Task => Recast the data below as a Markdown table with the columns "No." and "Entry": one row per line, numbered in order, with blank lines skipped.

Raw records =>

-- START --

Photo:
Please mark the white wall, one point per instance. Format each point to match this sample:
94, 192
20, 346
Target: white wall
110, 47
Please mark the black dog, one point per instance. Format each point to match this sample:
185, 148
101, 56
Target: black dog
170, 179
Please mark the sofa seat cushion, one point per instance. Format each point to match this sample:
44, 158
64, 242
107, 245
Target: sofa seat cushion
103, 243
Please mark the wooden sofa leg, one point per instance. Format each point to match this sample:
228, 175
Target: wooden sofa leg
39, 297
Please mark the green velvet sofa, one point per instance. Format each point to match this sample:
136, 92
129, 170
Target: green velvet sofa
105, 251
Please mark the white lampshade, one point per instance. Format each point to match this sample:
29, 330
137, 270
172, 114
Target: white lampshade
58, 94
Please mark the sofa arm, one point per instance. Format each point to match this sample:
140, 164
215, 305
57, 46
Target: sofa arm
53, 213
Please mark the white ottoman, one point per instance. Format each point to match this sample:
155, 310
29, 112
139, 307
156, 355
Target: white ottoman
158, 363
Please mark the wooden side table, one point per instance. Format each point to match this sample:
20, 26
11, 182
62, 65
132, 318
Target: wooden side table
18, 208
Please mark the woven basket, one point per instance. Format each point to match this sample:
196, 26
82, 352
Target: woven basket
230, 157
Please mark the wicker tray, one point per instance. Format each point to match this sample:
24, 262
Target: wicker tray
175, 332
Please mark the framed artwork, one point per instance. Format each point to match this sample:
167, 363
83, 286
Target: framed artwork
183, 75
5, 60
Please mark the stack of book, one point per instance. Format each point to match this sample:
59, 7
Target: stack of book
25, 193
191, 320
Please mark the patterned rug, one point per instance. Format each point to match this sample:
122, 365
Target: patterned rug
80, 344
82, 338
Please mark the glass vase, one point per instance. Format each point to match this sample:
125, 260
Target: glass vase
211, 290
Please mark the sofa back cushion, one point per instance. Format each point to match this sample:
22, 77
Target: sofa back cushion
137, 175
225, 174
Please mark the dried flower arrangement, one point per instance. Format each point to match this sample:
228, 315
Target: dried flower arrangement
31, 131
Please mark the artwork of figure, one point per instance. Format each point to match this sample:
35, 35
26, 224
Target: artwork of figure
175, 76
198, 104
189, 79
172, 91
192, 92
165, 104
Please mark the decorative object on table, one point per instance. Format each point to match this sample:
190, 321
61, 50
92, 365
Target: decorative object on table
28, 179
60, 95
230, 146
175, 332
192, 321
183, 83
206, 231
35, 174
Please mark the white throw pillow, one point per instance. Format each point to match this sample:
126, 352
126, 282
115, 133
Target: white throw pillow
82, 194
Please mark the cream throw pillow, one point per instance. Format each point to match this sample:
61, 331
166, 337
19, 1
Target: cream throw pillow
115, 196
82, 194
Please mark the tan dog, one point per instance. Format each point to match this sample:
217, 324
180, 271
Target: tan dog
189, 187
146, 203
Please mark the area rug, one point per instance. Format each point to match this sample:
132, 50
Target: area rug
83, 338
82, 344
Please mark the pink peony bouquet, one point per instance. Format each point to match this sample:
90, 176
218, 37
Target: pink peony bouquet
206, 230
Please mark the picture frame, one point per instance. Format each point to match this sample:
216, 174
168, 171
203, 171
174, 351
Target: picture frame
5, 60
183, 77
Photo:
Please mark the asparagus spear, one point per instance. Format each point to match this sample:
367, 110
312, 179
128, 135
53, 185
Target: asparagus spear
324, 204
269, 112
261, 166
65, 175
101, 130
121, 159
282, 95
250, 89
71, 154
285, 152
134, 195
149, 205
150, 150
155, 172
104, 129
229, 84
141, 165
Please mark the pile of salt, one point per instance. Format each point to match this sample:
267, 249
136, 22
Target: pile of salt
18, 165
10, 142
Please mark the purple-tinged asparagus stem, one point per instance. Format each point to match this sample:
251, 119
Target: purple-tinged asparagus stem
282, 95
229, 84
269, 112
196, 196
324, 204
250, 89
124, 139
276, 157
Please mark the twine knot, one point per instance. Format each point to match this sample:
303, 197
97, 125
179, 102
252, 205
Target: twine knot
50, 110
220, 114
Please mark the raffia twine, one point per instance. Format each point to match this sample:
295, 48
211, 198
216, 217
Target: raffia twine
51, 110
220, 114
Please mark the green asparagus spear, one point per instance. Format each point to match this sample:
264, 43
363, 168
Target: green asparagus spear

-- END --

In response =>
| No. | Entry |
|---|---|
| 1 | Photo: |
| 2 | Please mark the white wall, one point per instance. Format each point to match this sample: |
| 3 | 94, 192 |
| 4 | 20, 346 |
| 5 | Target: white wall |
| 6 | 110, 47 |
| 7 | Please mark the black dog, one point per instance. Format each point to match this sample: |
| 8 | 185, 148 |
| 9 | 101, 56 |
| 10 | Target: black dog |
| 11 | 170, 179 |
| 12 | Please mark the sofa seat cushion, one point per instance. Format each point to match this sample: |
| 13 | 44, 158 |
| 14 | 64, 242 |
| 15 | 107, 245 |
| 16 | Target: sofa seat cushion |
| 17 | 103, 243 |
| 18 | Please mark the wooden sofa leg, one point per instance. Format each point to match this sample: |
| 19 | 228, 175 |
| 20 | Target: wooden sofa leg |
| 21 | 39, 297 |
| 22 | Please mark the green velvet sofa, one point per instance. Format each point to match this sample: |
| 23 | 136, 92 |
| 24 | 129, 170 |
| 25 | Target: green velvet sofa |
| 26 | 105, 251 |
| 27 | Please mark the white lampshade, one point per instance. Format each point to match this sample: |
| 28 | 29, 330 |
| 29 | 137, 270 |
| 30 | 172, 114 |
| 31 | Target: white lampshade |
| 32 | 58, 94 |
| 33 | Please mark the sofa arm, one point per instance. Format each point to match this sample: |
| 34 | 140, 164 |
| 35 | 215, 305 |
| 36 | 57, 46 |
| 37 | Target: sofa arm |
| 38 | 53, 213 |
| 39 | Please mark the white ottoman, one point per instance. Format each point to match this sample: |
| 40 | 155, 310 |
| 41 | 29, 112 |
| 42 | 139, 307 |
| 43 | 156, 355 |
| 44 | Target: white ottoman |
| 45 | 158, 363 |
| 46 | Please mark the wooden side table, one point per instance. Format each point to match this sample: |
| 47 | 20, 26 |
| 48 | 11, 182 |
| 49 | 62, 65 |
| 50 | 132, 318 |
| 51 | Target: wooden side table |
| 52 | 18, 208 |
| 53 | Please mark the woven basket, one point per instance. Format each point to match this sample: |
| 54 | 196, 26 |
| 55 | 82, 352 |
| 56 | Target: woven basket |
| 57 | 230, 157 |
| 58 | Please mark the wicker tray, one point per instance. Format each point to match this sample: |
| 59 | 24, 262 |
| 60 | Target: wicker tray |
| 61 | 175, 332 |
| 62 | Please mark the framed artwork, one point per instance. Format each point to match this sample: |
| 63 | 167, 363 |
| 64 | 83, 286 |
| 65 | Target: framed artwork |
| 66 | 183, 75 |
| 67 | 5, 60 |
| 68 | Please mark the stack of book, one point per instance. Format each point to match this sample: |
| 69 | 59, 7 |
| 70 | Target: stack of book |
| 71 | 25, 193 |
| 72 | 191, 320 |
| 73 | Please mark the patterned rug, one point per instance. Format each point to match this sample: |
| 74 | 122, 365 |
| 75 | Target: patterned rug |
| 76 | 80, 344 |
| 77 | 82, 338 |
| 78 | Please mark the glass vase, one point per instance. Format each point to match this sample: |
| 79 | 125, 260 |
| 80 | Target: glass vase |
| 81 | 211, 290 |
| 82 | Please mark the sofa back cushion, one point per instance. Format each point to match this sample: |
| 83 | 22, 77 |
| 84 | Target: sofa back cushion |
| 85 | 137, 175 |
| 86 | 225, 174 |
| 87 | Please mark the dried flower arrangement, one point per instance. Format each point to match this sample: |
| 88 | 228, 315 |
| 89 | Target: dried flower arrangement |
| 90 | 31, 131 |
| 91 | Please mark the artwork of figure, one point per instance. Format each point to match this sample: |
| 92 | 35, 35 |
| 93 | 26, 224 |
| 94 | Target: artwork of figure |
| 95 | 175, 76 |
| 96 | 198, 104 |
| 97 | 189, 79 |
| 98 | 172, 91 |
| 99 | 192, 92 |
| 100 | 165, 104 |
| 101 | Please mark the decorative object on table, one point per instance. Format each point to match this sample: |
| 102 | 190, 321 |
| 103 | 61, 50 |
| 104 | 92, 365 |
| 105 | Target: decorative object on table |
| 106 | 28, 179 |
| 107 | 60, 95 |
| 108 | 230, 146 |
| 109 | 175, 332 |
| 110 | 192, 321 |
| 111 | 183, 83 |
| 112 | 206, 231 |
| 113 | 35, 174 |
| 114 | Please mark the white throw pillow, one point per instance. Format each point to match this sample: |
| 115 | 126, 352 |
| 116 | 126, 282 |
| 117 | 115, 133 |
| 118 | Target: white throw pillow |
| 119 | 82, 194 |
| 120 | Please mark the cream throw pillow, one point per instance. Format each point to match this sample: |
| 121 | 61, 331 |
| 122 | 166, 337 |
| 123 | 19, 1 |
| 124 | Target: cream throw pillow |
| 125 | 115, 196 |
| 126 | 82, 194 |
| 127 | Please mark the tan dog, one point per instance. Format each point to match this sample: |
| 128 | 217, 324 |
| 129 | 180, 271 |
| 130 | Target: tan dog |
| 131 | 189, 187 |
| 132 | 146, 203 |
| 133 | Please mark the area rug, one point per instance. Format each point to match this sample: |
| 134 | 132, 50 |
| 135 | Target: area rug |
| 136 | 83, 338 |
| 137 | 82, 344 |
| 138 | Please mark the pink peony bouquet, one point per instance. Format each point to match this sample: |
| 139 | 90, 176 |
| 140 | 218, 37 |
| 141 | Target: pink peony bouquet |
| 142 | 206, 230 |
| 143 | Please mark the picture frame, one point per instance. Format each point to match this sample: |
| 144 | 216, 174 |
| 145 | 168, 171 |
| 146 | 203, 171 |
| 147 | 174, 351 |
| 148 | Target: picture frame |
| 149 | 5, 60 |
| 150 | 183, 77 |
| 151 | Photo: |
| 152 | Please mark the asparagus spear, one point per instance. Format each point to match this sample: |
| 153 | 367, 110 |
| 154 | 312, 179 |
| 155 | 128, 135 |
| 156 | 53, 185 |
| 157 | Target: asparagus spear |
| 158 | 324, 204 |
| 159 | 269, 112 |
| 160 | 261, 166 |
| 161 | 65, 175 |
| 162 | 101, 130 |
| 163 | 121, 159 |
| 164 | 282, 95 |
| 165 | 250, 89 |
| 166 | 71, 154 |
| 167 | 285, 152 |
| 168 | 134, 195 |
| 169 | 149, 205 |
| 170 | 150, 150 |
| 171 | 155, 172 |
| 172 | 104, 129 |
| 173 | 229, 84 |
| 174 | 141, 165 |
| 175 | Please mark the pile of salt, one point per instance. Format each point to match this sample: |
| 176 | 267, 249 |
| 177 | 136, 22 |
| 178 | Target: pile of salt |
| 179 | 18, 165 |
| 180 | 10, 142 |
| 181 | Please mark the purple-tinged asparagus stem, one point per instance. Format each point to match this sample: |
| 182 | 251, 119 |
| 183 | Target: purple-tinged asparagus stem |
| 184 | 282, 95 |
| 185 | 229, 84 |
| 186 | 269, 112 |
| 187 | 196, 196 |
| 188 | 324, 204 |
| 189 | 250, 89 |
| 190 | 124, 139 |
| 191 | 276, 157 |
| 192 | Please mark the twine knot, one point per instance. Format each point to match this sample: |
| 193 | 303, 197 |
| 194 | 97, 125 |
| 195 | 179, 102 |
| 196 | 252, 205 |
| 197 | Target: twine knot |
| 198 | 50, 110 |
| 199 | 220, 114 |
| 200 | Please mark the raffia twine, one point per instance. Format each point to match this sample: |
| 201 | 295, 48 |
| 202 | 211, 198 |
| 203 | 216, 217 |
| 204 | Target: raffia twine |
| 205 | 51, 110 |
| 206 | 220, 114 |
| 207 | Please mark the green asparagus spear, one point per instance. Format each point to match this sample: |
| 208 | 264, 43 |
| 209 | 363, 168 |
| 210 | Target: green asparagus spear |